» Task details: Give back exactly the lines from the "parked car and record integer pixel coordinates." line to the final line of the records, and only those, minus any pictures.

» Data excerpts:
################

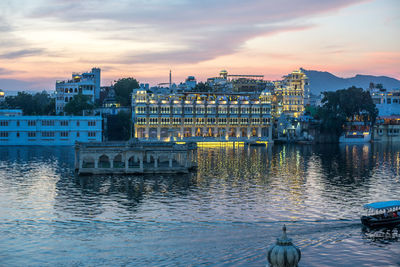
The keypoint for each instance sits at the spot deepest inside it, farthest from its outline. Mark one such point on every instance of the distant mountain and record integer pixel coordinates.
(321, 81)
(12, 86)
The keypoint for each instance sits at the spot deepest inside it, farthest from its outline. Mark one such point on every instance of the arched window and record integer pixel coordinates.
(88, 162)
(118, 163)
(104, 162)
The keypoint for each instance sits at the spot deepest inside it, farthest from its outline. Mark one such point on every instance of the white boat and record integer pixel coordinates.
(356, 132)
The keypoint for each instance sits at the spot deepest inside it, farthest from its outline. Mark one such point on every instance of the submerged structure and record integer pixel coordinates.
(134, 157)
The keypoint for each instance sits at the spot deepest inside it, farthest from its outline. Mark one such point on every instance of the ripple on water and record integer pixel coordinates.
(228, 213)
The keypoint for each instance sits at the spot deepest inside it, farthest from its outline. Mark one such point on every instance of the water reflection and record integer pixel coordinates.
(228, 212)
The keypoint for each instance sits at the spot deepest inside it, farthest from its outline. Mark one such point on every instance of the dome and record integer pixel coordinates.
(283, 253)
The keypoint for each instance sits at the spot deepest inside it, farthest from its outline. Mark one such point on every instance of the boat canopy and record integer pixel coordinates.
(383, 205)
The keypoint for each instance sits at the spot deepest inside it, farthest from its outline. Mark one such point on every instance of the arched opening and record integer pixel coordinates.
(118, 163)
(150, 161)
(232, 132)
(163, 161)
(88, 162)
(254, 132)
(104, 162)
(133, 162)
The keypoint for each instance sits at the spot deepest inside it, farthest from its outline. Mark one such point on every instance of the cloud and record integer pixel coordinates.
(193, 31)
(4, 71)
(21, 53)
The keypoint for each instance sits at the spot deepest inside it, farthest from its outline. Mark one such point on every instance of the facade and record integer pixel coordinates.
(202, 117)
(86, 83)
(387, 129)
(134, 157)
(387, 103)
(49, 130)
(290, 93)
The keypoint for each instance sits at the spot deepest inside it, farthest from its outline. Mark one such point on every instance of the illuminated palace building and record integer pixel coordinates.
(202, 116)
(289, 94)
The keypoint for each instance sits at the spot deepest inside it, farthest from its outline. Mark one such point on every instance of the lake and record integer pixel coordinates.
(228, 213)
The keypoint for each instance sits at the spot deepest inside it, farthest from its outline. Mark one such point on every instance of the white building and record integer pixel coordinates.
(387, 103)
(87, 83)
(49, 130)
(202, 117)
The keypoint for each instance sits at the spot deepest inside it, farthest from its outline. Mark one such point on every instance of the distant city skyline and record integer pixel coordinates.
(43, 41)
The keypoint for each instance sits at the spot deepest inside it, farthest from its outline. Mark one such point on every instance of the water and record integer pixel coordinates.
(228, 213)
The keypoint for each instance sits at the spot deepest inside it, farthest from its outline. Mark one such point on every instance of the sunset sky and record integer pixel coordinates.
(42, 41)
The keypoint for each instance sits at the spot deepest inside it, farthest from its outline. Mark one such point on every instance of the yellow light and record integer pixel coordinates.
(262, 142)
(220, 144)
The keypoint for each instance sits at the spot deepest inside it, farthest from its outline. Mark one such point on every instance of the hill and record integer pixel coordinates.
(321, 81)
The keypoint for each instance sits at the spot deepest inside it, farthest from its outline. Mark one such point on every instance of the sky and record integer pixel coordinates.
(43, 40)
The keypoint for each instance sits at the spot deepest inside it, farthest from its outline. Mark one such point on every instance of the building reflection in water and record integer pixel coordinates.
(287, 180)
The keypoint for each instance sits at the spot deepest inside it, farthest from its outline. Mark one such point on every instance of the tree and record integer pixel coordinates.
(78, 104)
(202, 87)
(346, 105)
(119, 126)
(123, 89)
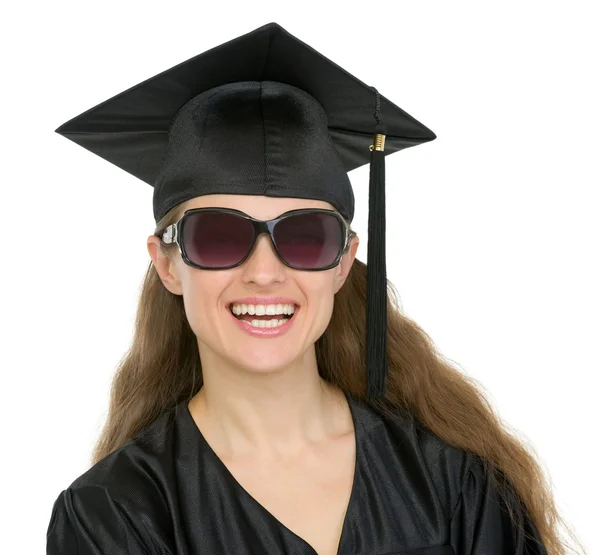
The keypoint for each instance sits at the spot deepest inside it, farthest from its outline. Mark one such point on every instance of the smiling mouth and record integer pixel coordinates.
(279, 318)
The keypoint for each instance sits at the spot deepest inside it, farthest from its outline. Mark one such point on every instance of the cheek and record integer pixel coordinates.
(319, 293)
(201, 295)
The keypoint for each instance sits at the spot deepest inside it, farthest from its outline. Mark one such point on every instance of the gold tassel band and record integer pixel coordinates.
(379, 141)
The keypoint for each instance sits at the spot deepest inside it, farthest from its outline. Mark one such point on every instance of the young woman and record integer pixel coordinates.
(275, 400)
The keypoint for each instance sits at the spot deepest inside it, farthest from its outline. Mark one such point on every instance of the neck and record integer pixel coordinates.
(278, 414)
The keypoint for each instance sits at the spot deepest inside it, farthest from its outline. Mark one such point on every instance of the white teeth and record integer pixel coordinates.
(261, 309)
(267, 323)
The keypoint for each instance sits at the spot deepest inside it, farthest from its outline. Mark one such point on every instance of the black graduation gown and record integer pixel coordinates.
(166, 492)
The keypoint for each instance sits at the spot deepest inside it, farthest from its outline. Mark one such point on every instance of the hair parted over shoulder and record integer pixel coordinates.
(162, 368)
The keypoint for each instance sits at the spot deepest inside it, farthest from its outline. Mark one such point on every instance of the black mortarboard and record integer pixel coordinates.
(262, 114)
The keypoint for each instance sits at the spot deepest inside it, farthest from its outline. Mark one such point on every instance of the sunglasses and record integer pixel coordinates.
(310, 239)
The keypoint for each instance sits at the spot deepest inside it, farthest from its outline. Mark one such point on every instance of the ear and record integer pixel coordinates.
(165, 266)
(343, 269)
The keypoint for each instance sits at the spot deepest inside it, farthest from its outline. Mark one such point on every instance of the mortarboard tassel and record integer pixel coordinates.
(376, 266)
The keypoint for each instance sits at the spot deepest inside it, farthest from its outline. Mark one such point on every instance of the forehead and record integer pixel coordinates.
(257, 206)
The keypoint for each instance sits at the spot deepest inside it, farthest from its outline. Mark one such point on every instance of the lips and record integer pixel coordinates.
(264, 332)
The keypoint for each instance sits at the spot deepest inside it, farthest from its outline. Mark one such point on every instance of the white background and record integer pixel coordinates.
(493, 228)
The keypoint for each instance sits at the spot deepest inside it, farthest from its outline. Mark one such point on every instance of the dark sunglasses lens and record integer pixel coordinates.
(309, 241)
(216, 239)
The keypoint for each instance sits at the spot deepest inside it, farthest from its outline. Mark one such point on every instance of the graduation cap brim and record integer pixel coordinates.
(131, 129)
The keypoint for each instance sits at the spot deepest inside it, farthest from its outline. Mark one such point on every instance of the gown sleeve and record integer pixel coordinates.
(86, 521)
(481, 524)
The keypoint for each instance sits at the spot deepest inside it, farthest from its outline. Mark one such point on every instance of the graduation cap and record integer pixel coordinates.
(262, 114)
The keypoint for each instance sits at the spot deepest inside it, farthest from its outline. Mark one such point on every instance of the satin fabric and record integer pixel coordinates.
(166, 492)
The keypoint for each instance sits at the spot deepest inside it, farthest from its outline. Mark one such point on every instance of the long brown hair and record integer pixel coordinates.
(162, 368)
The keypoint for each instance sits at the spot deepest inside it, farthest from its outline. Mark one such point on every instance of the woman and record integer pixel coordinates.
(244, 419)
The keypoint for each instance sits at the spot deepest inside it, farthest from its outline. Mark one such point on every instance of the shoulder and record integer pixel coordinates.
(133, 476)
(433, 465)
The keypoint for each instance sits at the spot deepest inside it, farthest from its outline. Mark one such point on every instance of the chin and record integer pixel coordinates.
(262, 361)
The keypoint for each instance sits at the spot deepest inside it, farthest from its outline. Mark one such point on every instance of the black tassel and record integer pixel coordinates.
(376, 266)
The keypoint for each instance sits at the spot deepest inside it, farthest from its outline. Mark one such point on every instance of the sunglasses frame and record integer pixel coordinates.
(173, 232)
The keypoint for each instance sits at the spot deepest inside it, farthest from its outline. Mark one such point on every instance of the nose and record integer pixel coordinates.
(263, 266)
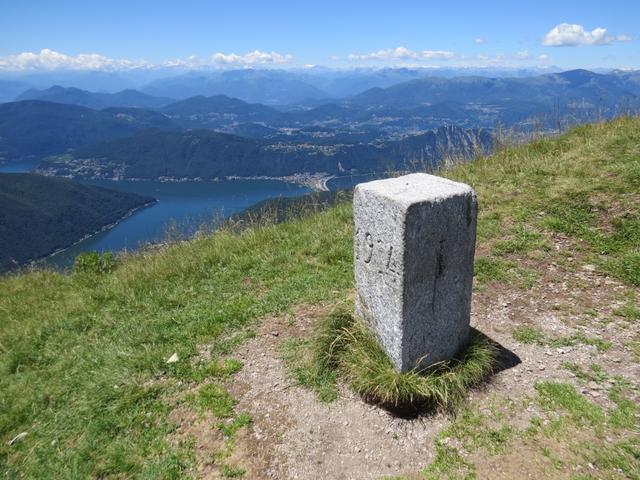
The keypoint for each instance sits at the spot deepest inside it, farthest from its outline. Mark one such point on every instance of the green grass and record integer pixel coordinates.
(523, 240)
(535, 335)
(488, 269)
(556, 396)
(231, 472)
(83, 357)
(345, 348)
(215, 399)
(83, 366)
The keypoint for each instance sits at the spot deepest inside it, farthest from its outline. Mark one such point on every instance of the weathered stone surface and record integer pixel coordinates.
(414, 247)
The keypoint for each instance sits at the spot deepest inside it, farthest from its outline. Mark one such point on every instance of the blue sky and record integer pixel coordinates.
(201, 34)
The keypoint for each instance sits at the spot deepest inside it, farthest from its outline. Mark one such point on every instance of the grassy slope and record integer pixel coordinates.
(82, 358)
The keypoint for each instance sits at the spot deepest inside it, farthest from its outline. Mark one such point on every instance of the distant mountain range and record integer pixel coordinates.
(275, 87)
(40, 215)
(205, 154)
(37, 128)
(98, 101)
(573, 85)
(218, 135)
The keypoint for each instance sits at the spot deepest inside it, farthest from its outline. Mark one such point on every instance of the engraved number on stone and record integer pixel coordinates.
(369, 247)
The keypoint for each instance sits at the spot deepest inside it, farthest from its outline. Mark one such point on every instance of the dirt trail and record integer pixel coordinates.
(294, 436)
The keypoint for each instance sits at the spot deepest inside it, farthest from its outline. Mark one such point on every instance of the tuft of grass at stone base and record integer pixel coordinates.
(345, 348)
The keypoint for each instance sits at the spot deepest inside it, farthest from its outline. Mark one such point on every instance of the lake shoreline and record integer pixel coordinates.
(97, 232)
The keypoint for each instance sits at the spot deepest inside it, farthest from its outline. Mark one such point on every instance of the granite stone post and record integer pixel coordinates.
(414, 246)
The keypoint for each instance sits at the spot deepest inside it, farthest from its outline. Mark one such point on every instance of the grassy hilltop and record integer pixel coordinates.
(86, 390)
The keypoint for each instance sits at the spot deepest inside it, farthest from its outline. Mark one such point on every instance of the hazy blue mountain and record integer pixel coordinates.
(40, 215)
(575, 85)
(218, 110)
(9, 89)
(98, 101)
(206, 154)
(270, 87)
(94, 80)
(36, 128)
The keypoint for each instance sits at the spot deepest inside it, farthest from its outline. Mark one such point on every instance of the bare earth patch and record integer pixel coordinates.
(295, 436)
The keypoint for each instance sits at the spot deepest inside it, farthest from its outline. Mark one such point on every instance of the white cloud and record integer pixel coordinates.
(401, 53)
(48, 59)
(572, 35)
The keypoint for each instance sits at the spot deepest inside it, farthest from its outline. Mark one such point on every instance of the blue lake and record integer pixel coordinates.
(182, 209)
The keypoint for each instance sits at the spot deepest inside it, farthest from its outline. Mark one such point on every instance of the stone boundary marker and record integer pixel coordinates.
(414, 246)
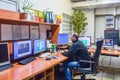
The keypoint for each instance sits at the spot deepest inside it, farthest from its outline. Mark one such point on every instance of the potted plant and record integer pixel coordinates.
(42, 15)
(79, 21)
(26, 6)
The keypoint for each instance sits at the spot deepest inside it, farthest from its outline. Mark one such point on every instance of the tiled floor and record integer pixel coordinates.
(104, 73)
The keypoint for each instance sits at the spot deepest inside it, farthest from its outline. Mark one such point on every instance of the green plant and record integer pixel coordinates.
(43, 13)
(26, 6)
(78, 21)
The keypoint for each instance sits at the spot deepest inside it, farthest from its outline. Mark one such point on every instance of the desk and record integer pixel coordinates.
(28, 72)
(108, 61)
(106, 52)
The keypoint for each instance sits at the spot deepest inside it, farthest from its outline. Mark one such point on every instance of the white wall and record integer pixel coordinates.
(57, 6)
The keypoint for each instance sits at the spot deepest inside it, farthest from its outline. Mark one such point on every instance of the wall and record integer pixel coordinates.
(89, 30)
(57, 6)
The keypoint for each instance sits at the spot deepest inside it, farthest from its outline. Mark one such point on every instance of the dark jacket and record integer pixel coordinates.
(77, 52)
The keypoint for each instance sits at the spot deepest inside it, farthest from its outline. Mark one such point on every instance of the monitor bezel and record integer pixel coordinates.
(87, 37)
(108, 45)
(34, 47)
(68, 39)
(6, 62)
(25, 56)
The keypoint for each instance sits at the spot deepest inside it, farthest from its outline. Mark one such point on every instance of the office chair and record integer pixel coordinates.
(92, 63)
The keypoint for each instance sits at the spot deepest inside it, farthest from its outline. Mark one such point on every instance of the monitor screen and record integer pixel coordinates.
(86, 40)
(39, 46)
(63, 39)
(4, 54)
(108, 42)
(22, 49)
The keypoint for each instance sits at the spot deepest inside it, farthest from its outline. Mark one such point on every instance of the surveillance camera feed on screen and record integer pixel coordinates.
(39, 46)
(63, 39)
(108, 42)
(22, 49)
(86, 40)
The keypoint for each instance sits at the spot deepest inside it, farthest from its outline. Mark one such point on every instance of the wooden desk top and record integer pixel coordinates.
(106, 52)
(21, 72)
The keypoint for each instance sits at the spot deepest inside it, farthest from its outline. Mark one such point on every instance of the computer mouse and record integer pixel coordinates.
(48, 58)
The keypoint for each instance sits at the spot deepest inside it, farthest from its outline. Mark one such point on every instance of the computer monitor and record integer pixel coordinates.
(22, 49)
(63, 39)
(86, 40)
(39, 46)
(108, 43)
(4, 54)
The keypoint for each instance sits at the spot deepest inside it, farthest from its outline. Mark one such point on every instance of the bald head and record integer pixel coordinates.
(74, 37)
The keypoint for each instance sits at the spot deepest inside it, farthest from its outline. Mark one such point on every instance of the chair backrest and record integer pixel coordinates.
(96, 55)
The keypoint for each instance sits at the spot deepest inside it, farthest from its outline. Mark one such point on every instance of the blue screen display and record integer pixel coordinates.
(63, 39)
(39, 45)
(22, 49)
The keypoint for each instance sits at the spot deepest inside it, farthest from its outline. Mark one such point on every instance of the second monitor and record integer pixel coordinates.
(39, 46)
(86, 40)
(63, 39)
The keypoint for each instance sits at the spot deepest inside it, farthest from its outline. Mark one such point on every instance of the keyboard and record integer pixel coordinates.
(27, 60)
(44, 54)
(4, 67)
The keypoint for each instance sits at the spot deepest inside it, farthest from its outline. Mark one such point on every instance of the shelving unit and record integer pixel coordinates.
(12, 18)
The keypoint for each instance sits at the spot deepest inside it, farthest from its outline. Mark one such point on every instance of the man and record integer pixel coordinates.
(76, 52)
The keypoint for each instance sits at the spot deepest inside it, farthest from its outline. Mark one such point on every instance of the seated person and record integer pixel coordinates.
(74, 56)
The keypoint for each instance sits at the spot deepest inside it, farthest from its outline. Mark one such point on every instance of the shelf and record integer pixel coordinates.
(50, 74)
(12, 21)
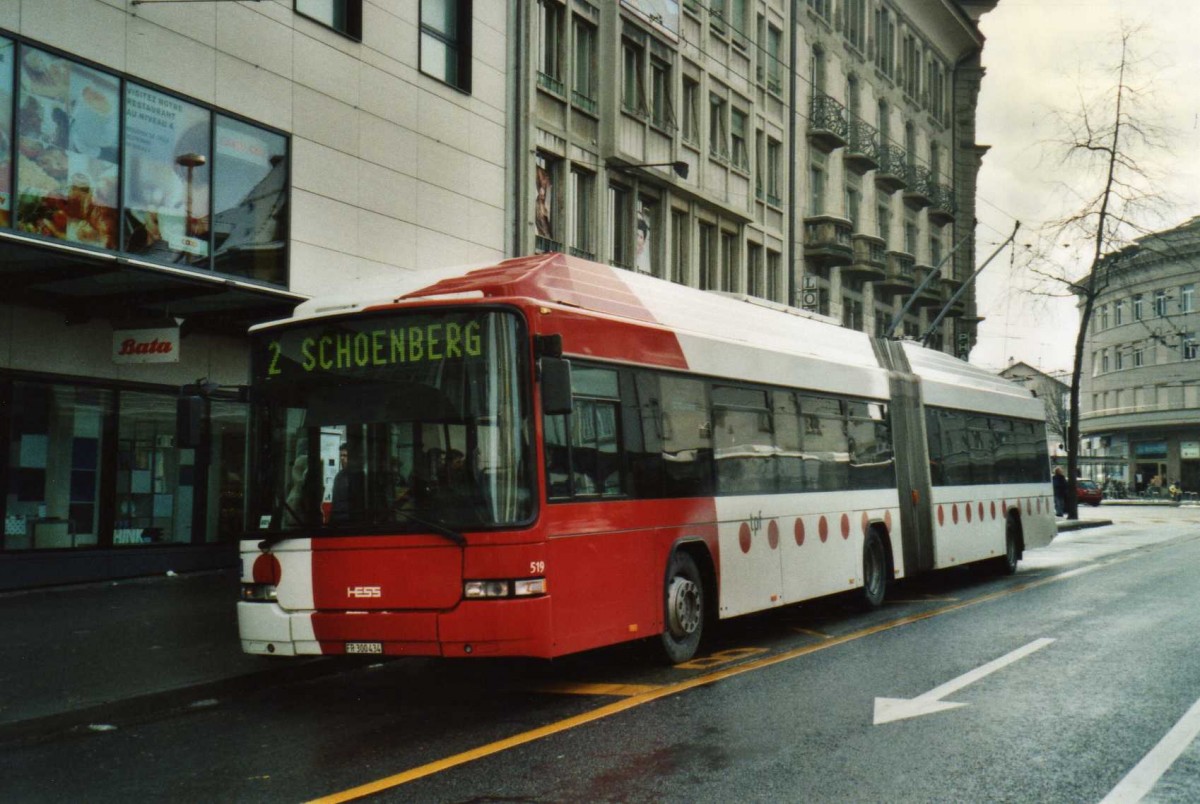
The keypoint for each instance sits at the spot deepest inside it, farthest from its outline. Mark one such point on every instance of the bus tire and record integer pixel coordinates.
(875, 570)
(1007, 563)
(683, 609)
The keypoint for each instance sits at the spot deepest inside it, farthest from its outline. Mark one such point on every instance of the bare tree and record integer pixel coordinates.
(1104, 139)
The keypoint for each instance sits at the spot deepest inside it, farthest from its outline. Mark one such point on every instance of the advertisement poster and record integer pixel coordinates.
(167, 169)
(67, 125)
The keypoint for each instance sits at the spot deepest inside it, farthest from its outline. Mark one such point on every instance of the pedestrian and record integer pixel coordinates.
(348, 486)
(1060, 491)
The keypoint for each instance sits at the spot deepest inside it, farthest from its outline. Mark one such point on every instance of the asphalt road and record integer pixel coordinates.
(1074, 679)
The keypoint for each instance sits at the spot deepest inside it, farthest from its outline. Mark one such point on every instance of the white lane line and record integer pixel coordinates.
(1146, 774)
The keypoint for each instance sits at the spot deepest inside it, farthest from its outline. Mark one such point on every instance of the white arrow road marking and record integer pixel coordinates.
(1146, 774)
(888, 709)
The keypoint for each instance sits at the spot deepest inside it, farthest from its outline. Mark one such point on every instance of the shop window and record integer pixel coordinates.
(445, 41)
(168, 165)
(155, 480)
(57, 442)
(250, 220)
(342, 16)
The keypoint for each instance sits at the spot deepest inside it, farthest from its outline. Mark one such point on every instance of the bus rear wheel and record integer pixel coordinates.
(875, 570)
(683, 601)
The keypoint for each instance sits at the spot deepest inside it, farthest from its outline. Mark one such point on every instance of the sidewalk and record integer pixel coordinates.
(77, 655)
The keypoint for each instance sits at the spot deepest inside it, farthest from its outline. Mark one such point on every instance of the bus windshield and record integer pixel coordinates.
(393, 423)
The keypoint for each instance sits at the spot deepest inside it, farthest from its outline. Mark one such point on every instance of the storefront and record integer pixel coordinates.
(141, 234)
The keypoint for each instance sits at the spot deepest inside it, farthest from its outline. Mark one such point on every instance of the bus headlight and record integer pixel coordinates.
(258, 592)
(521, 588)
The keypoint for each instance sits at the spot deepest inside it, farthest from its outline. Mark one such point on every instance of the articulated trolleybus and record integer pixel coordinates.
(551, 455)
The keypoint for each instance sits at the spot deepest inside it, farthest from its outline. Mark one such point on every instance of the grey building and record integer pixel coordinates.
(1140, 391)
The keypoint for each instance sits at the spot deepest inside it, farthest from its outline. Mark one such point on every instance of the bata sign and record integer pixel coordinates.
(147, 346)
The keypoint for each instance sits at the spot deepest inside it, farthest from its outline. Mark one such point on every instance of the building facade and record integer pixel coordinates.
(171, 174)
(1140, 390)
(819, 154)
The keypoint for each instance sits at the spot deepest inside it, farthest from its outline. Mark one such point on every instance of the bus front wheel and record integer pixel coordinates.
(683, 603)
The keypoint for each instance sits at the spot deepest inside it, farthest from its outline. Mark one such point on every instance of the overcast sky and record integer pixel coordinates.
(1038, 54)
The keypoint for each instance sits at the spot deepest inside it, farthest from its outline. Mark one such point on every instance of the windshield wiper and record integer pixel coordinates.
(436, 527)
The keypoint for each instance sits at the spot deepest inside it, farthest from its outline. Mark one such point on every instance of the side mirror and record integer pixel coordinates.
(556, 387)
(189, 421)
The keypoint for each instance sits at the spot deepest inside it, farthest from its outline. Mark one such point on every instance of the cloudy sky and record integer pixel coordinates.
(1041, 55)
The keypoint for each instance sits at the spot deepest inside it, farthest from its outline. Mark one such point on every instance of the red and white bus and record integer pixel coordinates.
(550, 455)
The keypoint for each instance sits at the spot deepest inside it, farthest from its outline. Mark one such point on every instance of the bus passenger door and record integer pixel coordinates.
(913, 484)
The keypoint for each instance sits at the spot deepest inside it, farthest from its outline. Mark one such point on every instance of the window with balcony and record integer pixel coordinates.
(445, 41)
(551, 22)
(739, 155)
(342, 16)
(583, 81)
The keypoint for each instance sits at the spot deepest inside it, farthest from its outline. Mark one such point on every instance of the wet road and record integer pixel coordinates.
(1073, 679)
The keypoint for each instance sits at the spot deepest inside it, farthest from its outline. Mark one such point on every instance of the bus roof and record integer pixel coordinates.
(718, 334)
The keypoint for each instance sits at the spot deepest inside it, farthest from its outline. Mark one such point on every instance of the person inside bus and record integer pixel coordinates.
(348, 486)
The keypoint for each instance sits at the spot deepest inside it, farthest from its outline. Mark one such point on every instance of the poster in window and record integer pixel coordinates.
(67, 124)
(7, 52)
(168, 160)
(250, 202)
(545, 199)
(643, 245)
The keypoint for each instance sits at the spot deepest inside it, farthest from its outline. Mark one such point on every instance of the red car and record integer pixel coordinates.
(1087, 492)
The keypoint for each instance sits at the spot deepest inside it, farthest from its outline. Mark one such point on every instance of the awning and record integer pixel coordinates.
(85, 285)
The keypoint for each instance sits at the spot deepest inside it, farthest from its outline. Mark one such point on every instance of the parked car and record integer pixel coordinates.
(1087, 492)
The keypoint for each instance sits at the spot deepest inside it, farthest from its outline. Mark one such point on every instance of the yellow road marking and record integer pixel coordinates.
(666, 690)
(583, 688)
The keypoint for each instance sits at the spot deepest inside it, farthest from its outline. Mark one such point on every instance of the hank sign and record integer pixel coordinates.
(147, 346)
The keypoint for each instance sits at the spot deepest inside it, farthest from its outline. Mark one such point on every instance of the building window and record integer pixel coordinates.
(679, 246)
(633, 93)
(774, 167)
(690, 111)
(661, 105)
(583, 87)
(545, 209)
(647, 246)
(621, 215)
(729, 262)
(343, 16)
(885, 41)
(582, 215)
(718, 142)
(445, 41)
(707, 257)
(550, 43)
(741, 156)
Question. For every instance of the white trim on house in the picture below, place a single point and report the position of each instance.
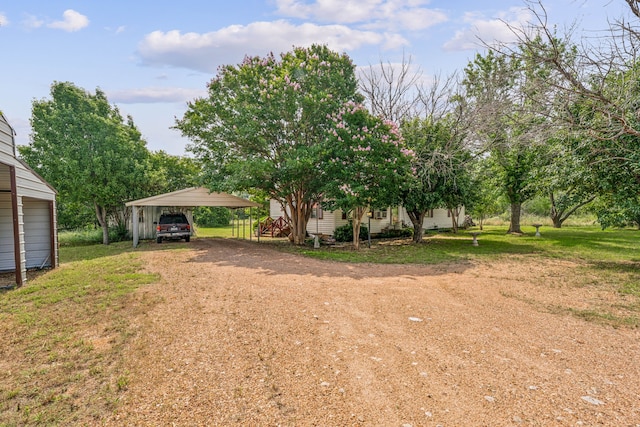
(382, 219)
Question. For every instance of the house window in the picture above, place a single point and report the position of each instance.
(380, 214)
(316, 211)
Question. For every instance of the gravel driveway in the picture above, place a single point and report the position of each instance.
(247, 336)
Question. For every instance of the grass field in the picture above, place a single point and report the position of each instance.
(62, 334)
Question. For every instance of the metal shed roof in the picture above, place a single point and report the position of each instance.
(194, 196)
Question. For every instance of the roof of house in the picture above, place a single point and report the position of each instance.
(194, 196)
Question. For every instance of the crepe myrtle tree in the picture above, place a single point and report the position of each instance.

################

» Solution:
The keypoint for each instance sits at the spot deepest inside it, farthest from its outline. Mark one such point on every instance of the parked car and record integer pixel coordinates.
(1087, 492)
The keypoint for each instance sits at the spot deepest inside it, farthest from its outline. Mark one such point on every instance of the yellow road marking and record integer pixel coordinates.
(666, 690)
(583, 688)
The keypoint for each instance sits at the spot deepest inside it, farthest from its outline. Mark one such point on every instance of the hank sign and record integer pixel coordinates.
(147, 346)
The keypoint for each instance sits at the spot deepest inside it, farthest from its outline. Mark one such point on every instance of the building window and record integer pixel coordinates.
(679, 246)
(633, 93)
(774, 167)
(690, 111)
(661, 105)
(583, 87)
(545, 209)
(647, 246)
(621, 215)
(729, 262)
(343, 16)
(885, 41)
(582, 215)
(718, 142)
(445, 41)
(707, 257)
(550, 43)
(741, 156)
Question. For every instance of the white trim on house in the picture below, place a single point and report the position of each instance.
(382, 219)
Question. For every instance of the house window in the picture above, place a single point and report the position of each instance.
(380, 214)
(316, 211)
Question. For every instance of the gravel driveway in the picture above, place a single point and report the position of each instance.
(247, 336)
Question. For every instance of the grass field in the picture above, place a single point and report the position of each instance.
(62, 334)
Question. For every instance of the metal shed roof in the picture above, place a single point and report the position of each instance.
(194, 196)
Question. For every instance of the roof of house in the picture above, place a single point and report the position of each instance.
(194, 196)
Question. For every instance of the crepe myrtle tree in the picture above, place a single point and report the position of each instance.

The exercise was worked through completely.